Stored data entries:
.....

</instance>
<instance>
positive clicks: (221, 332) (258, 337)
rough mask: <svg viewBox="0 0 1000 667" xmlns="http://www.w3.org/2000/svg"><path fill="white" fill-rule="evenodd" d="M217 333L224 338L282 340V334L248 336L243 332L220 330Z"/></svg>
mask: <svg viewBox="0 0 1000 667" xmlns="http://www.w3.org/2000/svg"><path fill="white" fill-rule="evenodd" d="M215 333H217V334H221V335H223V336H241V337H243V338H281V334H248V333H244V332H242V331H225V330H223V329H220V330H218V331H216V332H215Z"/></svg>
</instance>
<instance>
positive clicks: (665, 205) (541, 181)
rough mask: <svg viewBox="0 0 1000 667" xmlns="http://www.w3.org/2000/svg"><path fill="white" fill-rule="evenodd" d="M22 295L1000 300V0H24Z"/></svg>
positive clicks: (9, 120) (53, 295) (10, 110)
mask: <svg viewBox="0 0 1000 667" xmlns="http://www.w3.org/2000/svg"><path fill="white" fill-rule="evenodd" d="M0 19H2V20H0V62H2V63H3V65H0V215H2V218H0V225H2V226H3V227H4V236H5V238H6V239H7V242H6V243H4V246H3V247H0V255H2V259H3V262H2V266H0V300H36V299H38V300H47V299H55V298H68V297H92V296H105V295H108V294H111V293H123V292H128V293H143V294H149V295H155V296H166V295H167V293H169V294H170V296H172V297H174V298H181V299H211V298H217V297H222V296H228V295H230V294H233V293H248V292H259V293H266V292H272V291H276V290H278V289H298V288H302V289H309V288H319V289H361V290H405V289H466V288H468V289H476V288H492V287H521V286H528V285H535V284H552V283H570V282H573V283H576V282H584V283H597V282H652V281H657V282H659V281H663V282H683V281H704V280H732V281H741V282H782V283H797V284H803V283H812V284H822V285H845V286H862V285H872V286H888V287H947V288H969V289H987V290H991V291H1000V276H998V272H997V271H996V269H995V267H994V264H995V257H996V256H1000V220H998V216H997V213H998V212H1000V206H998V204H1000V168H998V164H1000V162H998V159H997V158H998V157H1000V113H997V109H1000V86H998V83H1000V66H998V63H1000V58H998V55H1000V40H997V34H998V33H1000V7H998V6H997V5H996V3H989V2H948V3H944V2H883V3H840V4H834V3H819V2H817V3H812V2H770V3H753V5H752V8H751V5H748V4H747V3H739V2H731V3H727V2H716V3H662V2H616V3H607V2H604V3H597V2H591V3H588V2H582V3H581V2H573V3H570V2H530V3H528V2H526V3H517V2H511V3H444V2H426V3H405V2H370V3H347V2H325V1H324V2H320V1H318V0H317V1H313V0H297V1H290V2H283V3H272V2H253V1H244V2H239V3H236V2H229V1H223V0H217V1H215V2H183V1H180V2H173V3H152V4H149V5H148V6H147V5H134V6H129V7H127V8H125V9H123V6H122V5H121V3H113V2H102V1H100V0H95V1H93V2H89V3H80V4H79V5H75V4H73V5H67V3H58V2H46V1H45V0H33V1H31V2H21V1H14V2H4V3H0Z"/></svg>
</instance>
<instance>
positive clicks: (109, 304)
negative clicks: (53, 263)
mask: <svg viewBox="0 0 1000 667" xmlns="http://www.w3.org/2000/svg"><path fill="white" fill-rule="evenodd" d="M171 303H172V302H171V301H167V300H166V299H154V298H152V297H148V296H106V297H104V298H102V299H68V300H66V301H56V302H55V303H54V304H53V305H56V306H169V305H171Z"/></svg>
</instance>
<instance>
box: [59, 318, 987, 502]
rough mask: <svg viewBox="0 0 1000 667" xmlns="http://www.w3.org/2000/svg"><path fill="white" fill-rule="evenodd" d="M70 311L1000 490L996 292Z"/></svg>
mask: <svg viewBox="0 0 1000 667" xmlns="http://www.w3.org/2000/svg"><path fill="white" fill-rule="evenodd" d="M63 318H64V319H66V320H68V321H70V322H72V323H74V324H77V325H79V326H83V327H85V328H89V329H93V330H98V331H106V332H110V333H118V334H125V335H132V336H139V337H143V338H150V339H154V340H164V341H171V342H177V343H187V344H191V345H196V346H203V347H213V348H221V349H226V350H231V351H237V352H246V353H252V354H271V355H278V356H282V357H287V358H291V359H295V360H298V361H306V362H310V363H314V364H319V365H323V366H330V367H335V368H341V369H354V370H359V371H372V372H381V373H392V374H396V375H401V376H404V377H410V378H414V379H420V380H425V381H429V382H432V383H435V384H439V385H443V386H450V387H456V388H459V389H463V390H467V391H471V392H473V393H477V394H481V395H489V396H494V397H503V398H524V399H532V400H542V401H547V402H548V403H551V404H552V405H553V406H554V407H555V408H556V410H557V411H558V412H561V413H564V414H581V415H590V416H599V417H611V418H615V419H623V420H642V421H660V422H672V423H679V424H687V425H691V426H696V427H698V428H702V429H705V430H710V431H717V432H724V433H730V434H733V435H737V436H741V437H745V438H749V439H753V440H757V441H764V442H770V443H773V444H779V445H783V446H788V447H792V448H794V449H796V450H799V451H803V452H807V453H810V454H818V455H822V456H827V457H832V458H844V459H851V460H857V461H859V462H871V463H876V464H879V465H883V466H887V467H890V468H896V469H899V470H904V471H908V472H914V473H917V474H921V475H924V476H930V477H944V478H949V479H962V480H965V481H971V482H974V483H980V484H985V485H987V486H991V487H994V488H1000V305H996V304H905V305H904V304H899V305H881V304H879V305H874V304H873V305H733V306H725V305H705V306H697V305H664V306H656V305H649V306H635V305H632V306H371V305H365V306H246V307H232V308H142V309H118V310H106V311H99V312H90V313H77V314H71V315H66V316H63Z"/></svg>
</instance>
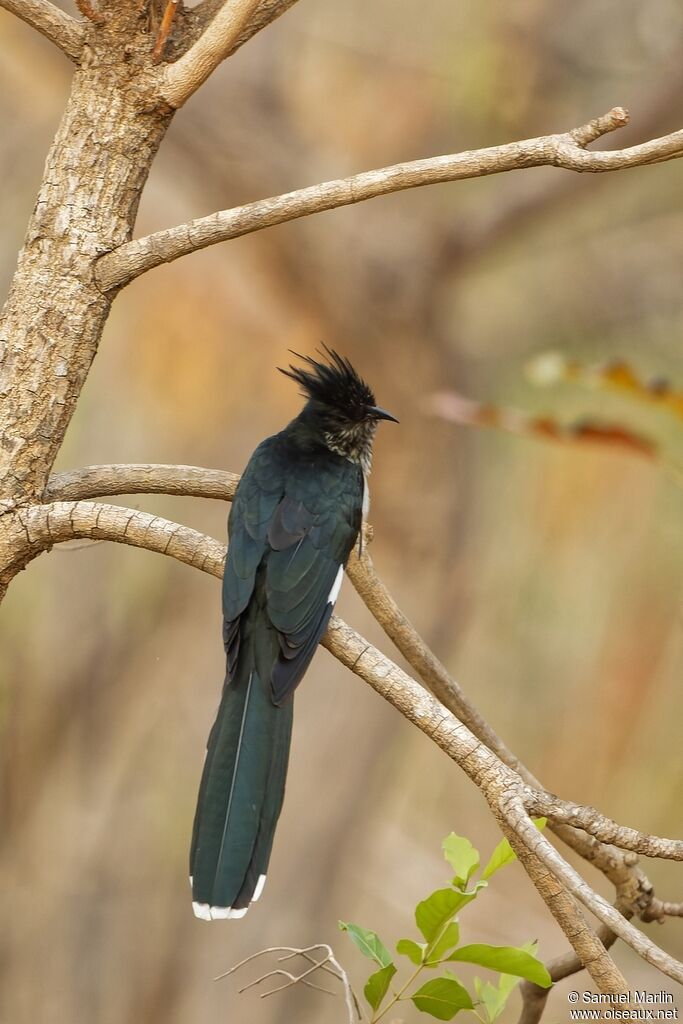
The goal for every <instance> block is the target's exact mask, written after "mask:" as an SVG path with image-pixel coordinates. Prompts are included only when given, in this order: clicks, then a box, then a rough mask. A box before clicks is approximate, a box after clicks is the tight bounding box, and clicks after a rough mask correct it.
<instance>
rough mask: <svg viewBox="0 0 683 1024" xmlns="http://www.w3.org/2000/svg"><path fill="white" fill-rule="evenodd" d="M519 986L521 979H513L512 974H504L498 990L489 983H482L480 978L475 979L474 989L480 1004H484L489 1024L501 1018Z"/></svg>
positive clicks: (485, 1010) (501, 980) (488, 981)
mask: <svg viewBox="0 0 683 1024" xmlns="http://www.w3.org/2000/svg"><path fill="white" fill-rule="evenodd" d="M518 984H519V978H513V977H512V975H510V974H502V975H501V980H500V983H499V986H498V988H497V987H496V985H492V984H490V982H489V981H487V982H485V983H484V982H482V981H481V979H480V978H475V979H474V988H475V990H476V993H477V998H478V1000H479V1002H481V1004H483V1007H484V1009H485V1011H486V1017H487V1018H488V1024H493V1022H494V1021H495V1020H496V1019H497V1018H498V1017H500V1016H501V1014H502V1013H503V1011H504V1010H505V1007H506V1004H507V1001H508V998H509V997H510V994H511V993H512V992H513V991H514V989H515V987H516V986H517V985H518Z"/></svg>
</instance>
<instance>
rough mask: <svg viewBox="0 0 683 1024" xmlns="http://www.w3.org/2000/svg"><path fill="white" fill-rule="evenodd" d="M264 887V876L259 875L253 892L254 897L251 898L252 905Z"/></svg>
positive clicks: (260, 894)
mask: <svg viewBox="0 0 683 1024" xmlns="http://www.w3.org/2000/svg"><path fill="white" fill-rule="evenodd" d="M264 885H265V874H259V877H258V882H257V883H256V889H255V890H254V895H253V896H252V898H251V901H252V903H255V902H256V900H257V899H258V898H259V896H260V895H261V893H262V892H263V886H264Z"/></svg>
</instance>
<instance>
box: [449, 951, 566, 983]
mask: <svg viewBox="0 0 683 1024" xmlns="http://www.w3.org/2000/svg"><path fill="white" fill-rule="evenodd" d="M446 959H447V961H451V962H453V961H458V962H460V963H465V964H478V965H479V967H487V968H488V969H489V970H490V971H499V972H500V973H501V974H512V975H514V976H515V977H516V978H525V979H526V981H532V982H533V984H535V985H541V987H542V988H550V986H551V985H552V983H553V982H552V979H551V977H550V975H549V974H548V971H547V970H546V967H545V965H544V964H542V963H541V961H540V959H537V957H536V956H532V955H531V953H529V952H527V951H526V950H525V949H520V948H518V947H517V946H488V945H484V944H480V943H477V944H474V945H470V946H461V947H460V949H456V951H455V952H454V953H451V955H450V956H447V957H446Z"/></svg>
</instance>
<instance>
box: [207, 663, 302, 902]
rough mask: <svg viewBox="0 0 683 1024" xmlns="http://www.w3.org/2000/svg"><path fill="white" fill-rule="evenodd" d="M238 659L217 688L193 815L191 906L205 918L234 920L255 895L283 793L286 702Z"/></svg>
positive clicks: (252, 671) (284, 773) (286, 722)
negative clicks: (221, 684) (223, 918)
mask: <svg viewBox="0 0 683 1024" xmlns="http://www.w3.org/2000/svg"><path fill="white" fill-rule="evenodd" d="M241 662H242V664H241V665H240V666H239V667H238V669H237V671H236V673H234V676H233V678H232V679H230V681H229V683H227V684H226V685H225V686H224V688H223V695H222V699H221V702H220V707H219V709H218V715H217V716H216V721H215V722H214V725H213V728H212V730H211V734H210V736H209V743H208V746H207V756H206V761H205V764H204V772H203V775H202V782H201V785H200V794H199V800H198V804H197V813H196V815H195V826H194V831H193V845H191V852H190V878H191V886H193V906H194V909H195V913H196V914H197V916H198V918H204V919H205V920H207V921H211V920H214V919H217V918H241V916H243V915H244V914H245V913H246V912H247V909H248V907H249V904H250V903H251V902H253V901H254V900H256V899H258V897H259V896H260V894H261V890H262V888H263V883H264V882H265V873H266V869H267V866H268V860H269V857H270V849H271V847H272V838H273V835H274V830H275V824H276V822H278V818H279V816H280V812H281V809H282V806H283V799H284V796H285V779H286V776H287V765H288V761H289V753H290V739H291V735H292V710H293V701H292V700H288V701H287V702H286V703H285V705H283V706H282V707H275V706H274V705H273V703H272V700H271V698H270V692H269V690H270V686H269V683H267V682H265V683H264V681H263V680H262V679H261V677H260V676H259V673H258V670H257V668H256V667H255V665H254V663H253V662H252V660H251V659H248V658H245V659H242V658H241ZM249 663H251V665H250V664H249Z"/></svg>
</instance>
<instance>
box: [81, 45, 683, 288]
mask: <svg viewBox="0 0 683 1024" xmlns="http://www.w3.org/2000/svg"><path fill="white" fill-rule="evenodd" d="M197 45H199V44H197ZM189 52H191V51H188V53H189ZM181 59H184V58H181ZM179 62H180V61H178V62H177V63H176V65H171V66H170V68H176V67H177V65H178V63H179ZM628 121H629V116H628V113H627V112H626V111H625V110H624V109H623V108H621V106H615V108H614V109H613V110H612V111H609V113H608V114H605V115H603V116H602V117H600V118H596V119H595V120H594V121H591V122H589V123H588V124H586V125H583V126H582V127H581V128H575V129H573V130H572V131H568V132H565V133H564V134H559V135H545V136H541V137H539V138H530V139H524V140H523V141H520V142H509V143H508V144H506V145H497V146H490V147H488V148H485V150H474V151H470V152H466V153H459V154H454V155H451V156H444V157H432V158H428V159H426V160H416V161H413V162H412V163H407V164H394V165H393V166H391V167H383V168H381V169H379V170H374V171H365V172H362V173H361V174H354V175H352V176H351V177H348V178H340V179H338V180H335V181H325V182H323V183H322V184H316V185H311V186H309V187H308V188H301V189H299V190H297V191H293V193H287V194H285V195H283V196H275V197H272V198H270V199H264V200H259V201H257V202H256V203H249V204H247V205H246V206H241V207H236V208H234V209H231V210H221V211H219V212H217V213H213V214H211V215H210V216H208V217H200V218H198V219H197V220H193V221H190V222H189V223H186V224H178V225H177V226H176V227H168V228H165V229H164V230H161V231H155V233H154V234H148V236H146V237H145V238H142V239H137V240H136V241H133V242H127V243H125V244H124V245H122V246H119V248H118V249H114V250H113V251H112V252H110V253H106V254H105V255H103V256H101V257H100V258H99V260H98V261H97V264H96V276H97V281H98V284H99V287H100V288H101V290H102V291H103V292H110V291H112V290H114V289H118V288H121V287H123V286H124V285H126V284H128V283H129V282H130V281H132V280H133V279H134V278H138V276H139V275H140V274H142V273H145V272H146V271H147V270H151V269H153V268H154V267H156V266H159V265H160V264H162V263H169V262H171V261H172V260H175V259H178V258H179V257H180V256H186V255H187V254H188V253H193V252H197V251H198V250H199V249H205V248H206V247H207V246H212V245H215V244H216V243H218V242H225V241H227V240H229V239H237V238H240V237H241V236H243V234H249V233H251V232H253V231H258V230H261V229H263V228H264V227H272V226H273V225H275V224H283V223H286V222H287V221H291V220H297V219H299V218H301V217H307V216H310V215H311V214H314V213H321V212H322V211H324V210H333V209H337V208H339V207H343V206H350V205H352V204H354V203H360V202H364V201H366V200H369V199H374V198H376V197H378V196H385V195H387V194H389V193H395V191H400V190H402V189H405V188H417V187H420V186H422V185H429V184H436V183H438V182H444V181H461V180H463V179H465V178H475V177H481V176H483V175H488V174H500V173H502V172H505V171H513V170H519V169H521V168H527V167H543V166H553V167H563V168H565V169H568V170H572V171H591V172H594V173H598V172H604V171H615V170H621V169H624V168H628V167H640V166H643V165H645V164H650V163H654V162H657V161H659V160H674V159H677V158H679V157H681V156H683V129H682V130H680V131H677V132H674V133H672V134H671V135H666V136H665V137H663V138H658V139H652V140H651V141H649V142H643V143H641V144H640V145H633V146H630V147H629V148H626V150H610V151H608V152H595V151H589V150H586V148H585V146H586V145H587V144H588V143H589V142H591V141H594V140H595V139H596V138H599V137H600V136H602V135H605V134H607V133H608V132H612V131H615V130H616V129H617V128H621V127H623V126H624V125H626V124H628Z"/></svg>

.....

• [DIRECTIONS FOR THIS TASK]: List every line of the items above that contains the word "clicks", treating uppercase and lowercase as different. Copy each such line in full.

• [ANSWER BOX]:
positive clicks: (221, 332) (258, 337)
positive clicks: (665, 205) (541, 181)
positive clicks: (9, 120) (53, 295) (10, 110)
positive clicks: (109, 304)
negative clicks: (53, 263)
The goal for every <instance> block is the target's exact mask, written after "mask:" as an SVG path with image-pixel coordinates. Prompts are included only when given, in this order: clicks, then a box, then a rough mask. A box before clicks is approximate, a box after clicks is the tight bounding box, and clicks after a rough mask correct it.
positive clicks: (485, 1010) (501, 980) (488, 981)
positive clicks: (260, 894)
positive clicks: (252, 671) (284, 773) (286, 722)
negative clicks: (221, 684) (223, 918)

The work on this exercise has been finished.